++++ Material for this task

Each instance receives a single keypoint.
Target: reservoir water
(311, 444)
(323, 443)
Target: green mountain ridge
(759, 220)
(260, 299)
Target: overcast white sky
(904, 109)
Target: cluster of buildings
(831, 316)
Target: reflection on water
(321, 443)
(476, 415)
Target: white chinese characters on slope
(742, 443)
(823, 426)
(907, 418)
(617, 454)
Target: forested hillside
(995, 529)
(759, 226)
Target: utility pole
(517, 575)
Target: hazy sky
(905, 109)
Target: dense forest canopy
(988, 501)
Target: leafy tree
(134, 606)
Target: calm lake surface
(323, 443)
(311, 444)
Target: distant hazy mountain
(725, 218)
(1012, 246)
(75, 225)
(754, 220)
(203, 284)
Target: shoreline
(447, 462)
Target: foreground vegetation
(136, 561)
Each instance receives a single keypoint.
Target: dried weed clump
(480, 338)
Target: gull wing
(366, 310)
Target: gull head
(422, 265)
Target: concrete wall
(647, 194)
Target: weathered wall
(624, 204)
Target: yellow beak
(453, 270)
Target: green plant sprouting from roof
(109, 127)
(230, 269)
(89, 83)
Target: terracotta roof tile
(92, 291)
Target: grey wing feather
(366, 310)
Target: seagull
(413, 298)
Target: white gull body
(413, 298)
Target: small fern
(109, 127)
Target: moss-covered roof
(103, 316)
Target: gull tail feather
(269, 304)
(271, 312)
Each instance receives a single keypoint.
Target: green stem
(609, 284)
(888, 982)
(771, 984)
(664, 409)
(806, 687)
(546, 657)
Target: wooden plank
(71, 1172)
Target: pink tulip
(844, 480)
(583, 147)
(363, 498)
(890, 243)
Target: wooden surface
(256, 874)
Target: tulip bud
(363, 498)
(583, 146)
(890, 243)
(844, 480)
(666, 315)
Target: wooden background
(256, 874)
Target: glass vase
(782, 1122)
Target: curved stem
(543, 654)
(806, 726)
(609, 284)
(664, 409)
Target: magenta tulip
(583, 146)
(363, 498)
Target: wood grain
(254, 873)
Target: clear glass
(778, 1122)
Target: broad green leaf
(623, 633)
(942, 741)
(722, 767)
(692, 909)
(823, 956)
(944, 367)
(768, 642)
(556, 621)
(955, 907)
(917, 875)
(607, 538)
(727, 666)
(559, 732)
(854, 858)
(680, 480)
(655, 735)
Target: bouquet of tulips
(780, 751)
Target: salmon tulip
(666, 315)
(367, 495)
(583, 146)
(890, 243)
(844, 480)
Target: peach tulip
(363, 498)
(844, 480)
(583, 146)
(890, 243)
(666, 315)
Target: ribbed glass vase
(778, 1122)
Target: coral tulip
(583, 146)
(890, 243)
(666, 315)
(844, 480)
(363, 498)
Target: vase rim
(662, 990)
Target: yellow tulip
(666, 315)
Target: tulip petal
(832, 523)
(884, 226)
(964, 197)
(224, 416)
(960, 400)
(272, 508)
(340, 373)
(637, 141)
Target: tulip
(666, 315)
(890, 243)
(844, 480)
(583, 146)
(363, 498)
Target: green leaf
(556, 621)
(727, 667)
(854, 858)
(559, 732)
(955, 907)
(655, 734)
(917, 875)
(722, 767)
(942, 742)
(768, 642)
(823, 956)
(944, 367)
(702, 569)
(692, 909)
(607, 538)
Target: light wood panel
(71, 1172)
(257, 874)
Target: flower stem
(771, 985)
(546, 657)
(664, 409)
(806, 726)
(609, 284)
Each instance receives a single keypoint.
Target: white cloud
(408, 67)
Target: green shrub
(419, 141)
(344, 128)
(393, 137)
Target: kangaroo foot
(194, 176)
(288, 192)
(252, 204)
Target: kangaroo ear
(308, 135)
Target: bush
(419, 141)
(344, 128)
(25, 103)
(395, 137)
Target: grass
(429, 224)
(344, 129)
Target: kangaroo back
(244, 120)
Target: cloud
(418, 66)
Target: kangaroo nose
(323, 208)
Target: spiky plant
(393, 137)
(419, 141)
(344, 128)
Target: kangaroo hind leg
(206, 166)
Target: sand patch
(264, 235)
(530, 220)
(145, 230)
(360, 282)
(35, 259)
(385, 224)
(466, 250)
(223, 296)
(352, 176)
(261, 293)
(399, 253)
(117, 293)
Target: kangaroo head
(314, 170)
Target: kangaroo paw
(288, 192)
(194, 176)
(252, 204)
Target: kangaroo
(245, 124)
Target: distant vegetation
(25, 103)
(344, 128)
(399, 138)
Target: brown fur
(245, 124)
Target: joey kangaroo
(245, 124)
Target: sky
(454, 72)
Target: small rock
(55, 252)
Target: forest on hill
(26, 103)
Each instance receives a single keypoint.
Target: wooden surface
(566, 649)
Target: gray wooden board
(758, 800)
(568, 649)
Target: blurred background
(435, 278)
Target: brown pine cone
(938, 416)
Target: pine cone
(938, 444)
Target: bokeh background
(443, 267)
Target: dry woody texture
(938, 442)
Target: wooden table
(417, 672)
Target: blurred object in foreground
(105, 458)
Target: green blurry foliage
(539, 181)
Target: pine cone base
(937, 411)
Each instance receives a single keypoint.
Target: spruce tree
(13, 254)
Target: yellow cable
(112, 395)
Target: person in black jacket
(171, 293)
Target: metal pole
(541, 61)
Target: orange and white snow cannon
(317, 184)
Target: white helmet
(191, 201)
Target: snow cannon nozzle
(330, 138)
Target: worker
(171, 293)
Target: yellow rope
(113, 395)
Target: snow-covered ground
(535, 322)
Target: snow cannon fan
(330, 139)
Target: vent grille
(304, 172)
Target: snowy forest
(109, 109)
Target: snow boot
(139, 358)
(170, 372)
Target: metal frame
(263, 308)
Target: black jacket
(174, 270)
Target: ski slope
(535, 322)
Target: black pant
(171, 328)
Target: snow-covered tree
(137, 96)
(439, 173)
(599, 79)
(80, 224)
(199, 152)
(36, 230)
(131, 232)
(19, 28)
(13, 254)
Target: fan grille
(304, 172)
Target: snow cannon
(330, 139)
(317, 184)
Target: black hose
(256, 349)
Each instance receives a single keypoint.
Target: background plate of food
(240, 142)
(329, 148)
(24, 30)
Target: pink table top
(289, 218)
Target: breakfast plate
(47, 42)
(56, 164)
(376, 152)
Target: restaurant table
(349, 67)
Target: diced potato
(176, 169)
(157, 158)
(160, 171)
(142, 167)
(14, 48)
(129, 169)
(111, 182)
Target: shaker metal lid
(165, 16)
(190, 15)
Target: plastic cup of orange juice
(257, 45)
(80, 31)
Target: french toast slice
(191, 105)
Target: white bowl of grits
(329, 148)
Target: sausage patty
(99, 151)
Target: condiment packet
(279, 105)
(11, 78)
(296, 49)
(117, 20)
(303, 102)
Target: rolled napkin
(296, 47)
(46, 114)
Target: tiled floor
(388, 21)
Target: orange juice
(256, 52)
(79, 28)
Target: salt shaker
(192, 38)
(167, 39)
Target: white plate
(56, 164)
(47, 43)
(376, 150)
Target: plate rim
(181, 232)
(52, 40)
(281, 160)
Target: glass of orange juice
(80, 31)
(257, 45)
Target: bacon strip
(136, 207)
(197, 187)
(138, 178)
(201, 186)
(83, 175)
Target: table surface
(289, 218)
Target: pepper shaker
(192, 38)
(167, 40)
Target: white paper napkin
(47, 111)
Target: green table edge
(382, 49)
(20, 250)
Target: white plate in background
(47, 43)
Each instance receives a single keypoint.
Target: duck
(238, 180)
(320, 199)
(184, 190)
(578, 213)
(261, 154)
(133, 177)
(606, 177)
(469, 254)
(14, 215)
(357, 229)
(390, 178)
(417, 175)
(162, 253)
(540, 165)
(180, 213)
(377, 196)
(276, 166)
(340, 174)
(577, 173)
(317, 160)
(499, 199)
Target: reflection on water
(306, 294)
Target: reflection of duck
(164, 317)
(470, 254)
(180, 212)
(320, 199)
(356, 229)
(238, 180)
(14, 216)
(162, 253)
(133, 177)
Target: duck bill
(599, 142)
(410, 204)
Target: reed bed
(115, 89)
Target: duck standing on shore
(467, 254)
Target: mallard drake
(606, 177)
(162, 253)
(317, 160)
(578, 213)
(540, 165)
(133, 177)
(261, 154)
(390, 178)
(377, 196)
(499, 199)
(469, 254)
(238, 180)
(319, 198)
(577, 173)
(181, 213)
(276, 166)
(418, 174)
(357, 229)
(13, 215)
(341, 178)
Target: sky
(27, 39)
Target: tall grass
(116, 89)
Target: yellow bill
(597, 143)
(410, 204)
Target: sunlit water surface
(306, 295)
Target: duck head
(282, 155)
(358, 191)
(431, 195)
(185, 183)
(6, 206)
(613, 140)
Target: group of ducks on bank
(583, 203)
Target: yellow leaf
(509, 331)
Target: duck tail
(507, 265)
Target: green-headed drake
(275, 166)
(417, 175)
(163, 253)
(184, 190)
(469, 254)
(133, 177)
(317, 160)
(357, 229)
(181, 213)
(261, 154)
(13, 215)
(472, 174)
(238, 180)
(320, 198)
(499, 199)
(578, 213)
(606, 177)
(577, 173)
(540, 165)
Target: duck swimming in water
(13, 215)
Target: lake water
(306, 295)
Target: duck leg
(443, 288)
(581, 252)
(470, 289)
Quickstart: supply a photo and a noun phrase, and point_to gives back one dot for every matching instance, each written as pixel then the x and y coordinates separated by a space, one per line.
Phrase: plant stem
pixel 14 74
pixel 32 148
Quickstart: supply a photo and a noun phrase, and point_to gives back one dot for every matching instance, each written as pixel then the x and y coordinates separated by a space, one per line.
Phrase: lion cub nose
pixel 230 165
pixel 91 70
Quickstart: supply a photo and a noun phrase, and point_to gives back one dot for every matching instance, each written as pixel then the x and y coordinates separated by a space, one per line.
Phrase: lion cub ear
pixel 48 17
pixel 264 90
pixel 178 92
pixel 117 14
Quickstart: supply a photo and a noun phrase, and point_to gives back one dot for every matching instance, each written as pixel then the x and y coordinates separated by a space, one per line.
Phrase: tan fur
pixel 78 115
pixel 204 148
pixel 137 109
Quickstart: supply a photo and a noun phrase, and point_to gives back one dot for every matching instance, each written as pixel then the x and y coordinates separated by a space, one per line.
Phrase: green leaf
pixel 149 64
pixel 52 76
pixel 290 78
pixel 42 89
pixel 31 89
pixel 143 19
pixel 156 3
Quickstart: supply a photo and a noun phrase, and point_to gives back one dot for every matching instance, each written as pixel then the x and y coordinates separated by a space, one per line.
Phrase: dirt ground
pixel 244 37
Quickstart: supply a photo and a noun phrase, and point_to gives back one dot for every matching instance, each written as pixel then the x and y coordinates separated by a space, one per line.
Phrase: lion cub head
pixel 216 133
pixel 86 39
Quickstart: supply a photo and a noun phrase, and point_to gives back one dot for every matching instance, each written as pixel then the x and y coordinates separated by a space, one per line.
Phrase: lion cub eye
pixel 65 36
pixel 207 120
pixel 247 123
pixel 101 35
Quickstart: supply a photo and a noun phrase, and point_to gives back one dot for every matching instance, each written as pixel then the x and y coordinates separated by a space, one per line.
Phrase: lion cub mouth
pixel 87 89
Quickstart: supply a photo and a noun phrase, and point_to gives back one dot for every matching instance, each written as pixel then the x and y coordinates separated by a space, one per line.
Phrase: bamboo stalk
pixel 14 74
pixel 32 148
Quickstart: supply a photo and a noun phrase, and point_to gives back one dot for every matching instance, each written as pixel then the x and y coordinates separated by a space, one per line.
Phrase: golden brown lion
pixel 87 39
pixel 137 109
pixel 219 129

++++++++

Collect every line of the listing above that contains the word "slope".

Target: white chinese characters on slope
Target: ski slope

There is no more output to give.